Alle dakoppervlaktes kunnen rechtstreeks worden afgekoppeld op het oppervlaktewater. Voor parkeerplaatsen geldt dat een lozingsvergunning verplicht is en dat aanvullende maatregelen nodig zijn. Wanneer afkoppeling naar bodem of open water niet mogelijk is, dient wel een apart hemelwaterafvoerstelsel te worden aangelegd, welke vooralsnog (met toestemming van het Waterschap) op het gemengde riool afvoert. Te zijner tijd kan dan relatief eenvoudig worden aangesloten op een volledig gescheiden rioolstelsel. Bij alle nieuwbouw is het belangrijk dat duurzame (niet-uitloogbare) bouwmaterialen worden toegepast om diffuse verontreinigingen te voorkomen.
De netto toename aan af te koppelen verharding dient gecompenseerd te worden door extra waterberging. Waterberging kan worden gerealiseerd door het graven van extra water, door verlaagde oevers aan te leggen die kunnen meebergen of door de aanleg van een doorlatende verharding zoals bijvoorbeeld aquaflow.
De kwaliteit van het grondwater wordt daarbij gemonitoord in het kader van het Waterbeheerplan van het waterschap.
Riolering
Bij vervanging van de riolering zal beoordeeld worden of de aanleg van een gescheiden stelsel mogelijk is uit het oogpunt van waterkwaliteit en -kwantiteit. Indien zich nieuwe ontwikkelingen in het plangebied voordoen, wordt een gescheiden stelsel aangelegd. Gestreefd wordt naar volledige afkoppeling van het hemelwater.
━━━━━━━━
Opdrachten:
**a.** Geef het deel van de tekst over hemelwater tussen "De netto toename" en "van het hemelwater.", beide inbegrepen, opnieuw weer en vervang daarin "gescheiden stelsel" door "apart stelsel".
**b.** Beantwoord deze vragen over de tekst over hemelwater.
(i) Wat is voor parkeerplaatsen verplicht?
(ii) Welk voorbeeld van een doorlatende verharding wordt genoemd?
(iii) Wat wordt er aangelegd als zich nieuwe ontwikkelingen in het plangebied voordoen?
De rijen hierna staan helemaal los van de tekst over hemelwater.

Gegevens:
━━━━━━━━
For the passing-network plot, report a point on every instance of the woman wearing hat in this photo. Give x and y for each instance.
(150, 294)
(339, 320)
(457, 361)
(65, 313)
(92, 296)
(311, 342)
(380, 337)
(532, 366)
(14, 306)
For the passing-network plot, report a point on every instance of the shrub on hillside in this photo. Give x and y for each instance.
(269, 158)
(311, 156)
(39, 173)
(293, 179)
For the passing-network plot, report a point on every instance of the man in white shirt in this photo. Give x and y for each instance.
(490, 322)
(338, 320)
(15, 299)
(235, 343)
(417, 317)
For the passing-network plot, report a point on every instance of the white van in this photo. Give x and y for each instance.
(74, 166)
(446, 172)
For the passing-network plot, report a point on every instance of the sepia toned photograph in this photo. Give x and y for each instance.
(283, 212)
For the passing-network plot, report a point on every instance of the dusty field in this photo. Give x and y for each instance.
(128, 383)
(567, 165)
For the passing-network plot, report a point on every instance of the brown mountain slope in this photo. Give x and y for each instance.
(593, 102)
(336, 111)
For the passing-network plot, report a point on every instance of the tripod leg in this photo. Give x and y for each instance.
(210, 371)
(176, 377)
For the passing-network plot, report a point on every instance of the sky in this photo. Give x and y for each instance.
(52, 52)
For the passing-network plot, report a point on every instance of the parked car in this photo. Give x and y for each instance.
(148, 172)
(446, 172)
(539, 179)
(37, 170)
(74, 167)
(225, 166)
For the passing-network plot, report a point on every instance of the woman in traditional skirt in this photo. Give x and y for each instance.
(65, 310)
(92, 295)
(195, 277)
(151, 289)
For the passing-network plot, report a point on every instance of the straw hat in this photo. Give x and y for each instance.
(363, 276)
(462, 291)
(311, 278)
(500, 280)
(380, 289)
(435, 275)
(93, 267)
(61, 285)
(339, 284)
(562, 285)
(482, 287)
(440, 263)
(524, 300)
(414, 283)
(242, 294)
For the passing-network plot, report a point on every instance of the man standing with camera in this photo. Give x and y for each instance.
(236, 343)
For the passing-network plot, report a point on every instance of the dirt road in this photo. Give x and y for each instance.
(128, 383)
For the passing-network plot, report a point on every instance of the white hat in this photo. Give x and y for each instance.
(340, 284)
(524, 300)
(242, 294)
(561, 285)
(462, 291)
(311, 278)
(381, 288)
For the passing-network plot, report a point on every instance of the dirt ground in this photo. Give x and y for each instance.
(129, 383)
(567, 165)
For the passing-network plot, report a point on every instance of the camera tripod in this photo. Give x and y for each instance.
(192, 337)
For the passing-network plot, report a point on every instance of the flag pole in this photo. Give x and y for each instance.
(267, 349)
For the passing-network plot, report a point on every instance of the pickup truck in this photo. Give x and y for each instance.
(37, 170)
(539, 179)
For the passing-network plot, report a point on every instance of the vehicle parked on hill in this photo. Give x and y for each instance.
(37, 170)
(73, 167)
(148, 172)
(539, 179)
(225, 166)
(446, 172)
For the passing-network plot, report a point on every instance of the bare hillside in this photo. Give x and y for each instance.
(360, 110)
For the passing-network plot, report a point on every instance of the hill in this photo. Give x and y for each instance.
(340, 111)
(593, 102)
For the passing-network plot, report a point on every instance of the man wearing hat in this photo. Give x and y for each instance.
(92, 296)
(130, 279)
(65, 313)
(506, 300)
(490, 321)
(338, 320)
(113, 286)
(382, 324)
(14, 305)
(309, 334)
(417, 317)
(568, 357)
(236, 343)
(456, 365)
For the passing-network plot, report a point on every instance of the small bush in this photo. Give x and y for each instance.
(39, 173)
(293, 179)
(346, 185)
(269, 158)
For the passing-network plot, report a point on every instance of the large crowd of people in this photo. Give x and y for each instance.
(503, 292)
━━━━━━━━
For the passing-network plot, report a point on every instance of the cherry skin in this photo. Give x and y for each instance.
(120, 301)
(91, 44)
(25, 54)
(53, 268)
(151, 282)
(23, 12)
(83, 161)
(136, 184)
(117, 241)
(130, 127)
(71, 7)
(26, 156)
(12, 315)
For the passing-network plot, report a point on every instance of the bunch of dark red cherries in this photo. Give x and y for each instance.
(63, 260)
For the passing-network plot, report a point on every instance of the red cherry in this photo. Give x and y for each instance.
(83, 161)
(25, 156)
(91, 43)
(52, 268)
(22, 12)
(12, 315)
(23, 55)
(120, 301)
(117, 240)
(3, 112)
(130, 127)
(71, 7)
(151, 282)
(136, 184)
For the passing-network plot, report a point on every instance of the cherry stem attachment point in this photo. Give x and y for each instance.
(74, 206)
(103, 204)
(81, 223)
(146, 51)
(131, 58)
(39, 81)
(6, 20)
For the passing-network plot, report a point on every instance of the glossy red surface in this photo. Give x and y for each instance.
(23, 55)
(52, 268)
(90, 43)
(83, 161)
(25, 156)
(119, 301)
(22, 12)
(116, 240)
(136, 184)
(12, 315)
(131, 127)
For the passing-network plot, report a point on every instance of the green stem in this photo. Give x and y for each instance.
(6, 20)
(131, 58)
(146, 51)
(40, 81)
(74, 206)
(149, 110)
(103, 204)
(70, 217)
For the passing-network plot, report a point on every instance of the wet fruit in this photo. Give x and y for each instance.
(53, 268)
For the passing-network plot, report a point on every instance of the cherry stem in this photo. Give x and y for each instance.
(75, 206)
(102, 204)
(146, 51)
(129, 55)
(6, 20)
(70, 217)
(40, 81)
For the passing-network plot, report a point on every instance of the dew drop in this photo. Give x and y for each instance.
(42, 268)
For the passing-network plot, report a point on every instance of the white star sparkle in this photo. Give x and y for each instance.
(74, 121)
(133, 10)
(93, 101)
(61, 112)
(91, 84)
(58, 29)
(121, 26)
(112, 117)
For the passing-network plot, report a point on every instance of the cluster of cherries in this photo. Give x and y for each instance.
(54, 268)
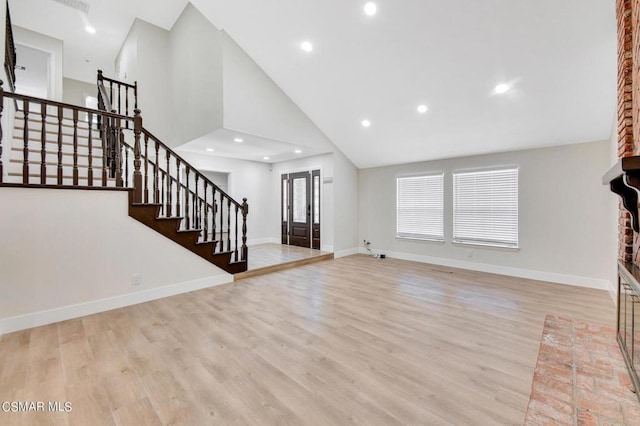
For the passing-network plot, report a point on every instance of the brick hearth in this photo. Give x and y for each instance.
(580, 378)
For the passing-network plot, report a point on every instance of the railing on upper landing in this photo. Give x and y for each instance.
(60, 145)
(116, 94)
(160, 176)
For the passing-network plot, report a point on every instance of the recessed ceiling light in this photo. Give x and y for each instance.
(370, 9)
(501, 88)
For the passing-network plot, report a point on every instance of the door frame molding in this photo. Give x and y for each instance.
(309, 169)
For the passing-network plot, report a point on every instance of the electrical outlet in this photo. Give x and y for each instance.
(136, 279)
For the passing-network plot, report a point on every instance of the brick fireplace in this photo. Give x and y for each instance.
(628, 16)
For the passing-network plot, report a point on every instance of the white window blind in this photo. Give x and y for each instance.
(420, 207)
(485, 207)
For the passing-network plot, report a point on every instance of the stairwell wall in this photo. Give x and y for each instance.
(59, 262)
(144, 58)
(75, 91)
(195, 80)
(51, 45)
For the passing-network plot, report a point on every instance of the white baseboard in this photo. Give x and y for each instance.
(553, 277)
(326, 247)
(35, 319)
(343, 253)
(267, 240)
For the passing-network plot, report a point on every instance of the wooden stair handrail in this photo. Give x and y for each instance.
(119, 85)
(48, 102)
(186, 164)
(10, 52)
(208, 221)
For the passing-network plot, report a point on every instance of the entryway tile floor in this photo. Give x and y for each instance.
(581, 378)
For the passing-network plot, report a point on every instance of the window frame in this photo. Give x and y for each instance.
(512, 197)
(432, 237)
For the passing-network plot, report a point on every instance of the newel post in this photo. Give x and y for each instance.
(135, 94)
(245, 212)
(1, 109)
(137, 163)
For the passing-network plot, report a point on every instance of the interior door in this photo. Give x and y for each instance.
━━━━━━━━
Antwoorden:
**a.**
De netto toename aan af te koppelen verharding dient gecompenseerd te worden door extra waterberging. Waterberging kan worden gerealiseerd door het graven van extra water, door verlaagde oevers aan te leggen die kunnen meebergen of door de aanleg van een doorlatende verharding zoals bijvoorbeeld aquaflow.
De kwaliteit van het grondwater wordt daarbij gemonitoord in het kader van het Waterbeheerplan van het waterschap.
Riolering
Bij vervanging van de riolering zal beoordeeld worden of de aanleg van een apart stelsel mogelijk is uit het oogpunt van waterkwaliteit en -kwantiteit. Indien zich nieuwe ontwikkelingen in het plangebied voordoen, wordt een apart stelsel aangelegd. Gestreefd wordt naar volledige afkoppeling van het hemelwater.

**b.**
(i) Een lozingsvergunning.
(ii) Aquaflow.
(iii) Een gescheiden stelsel.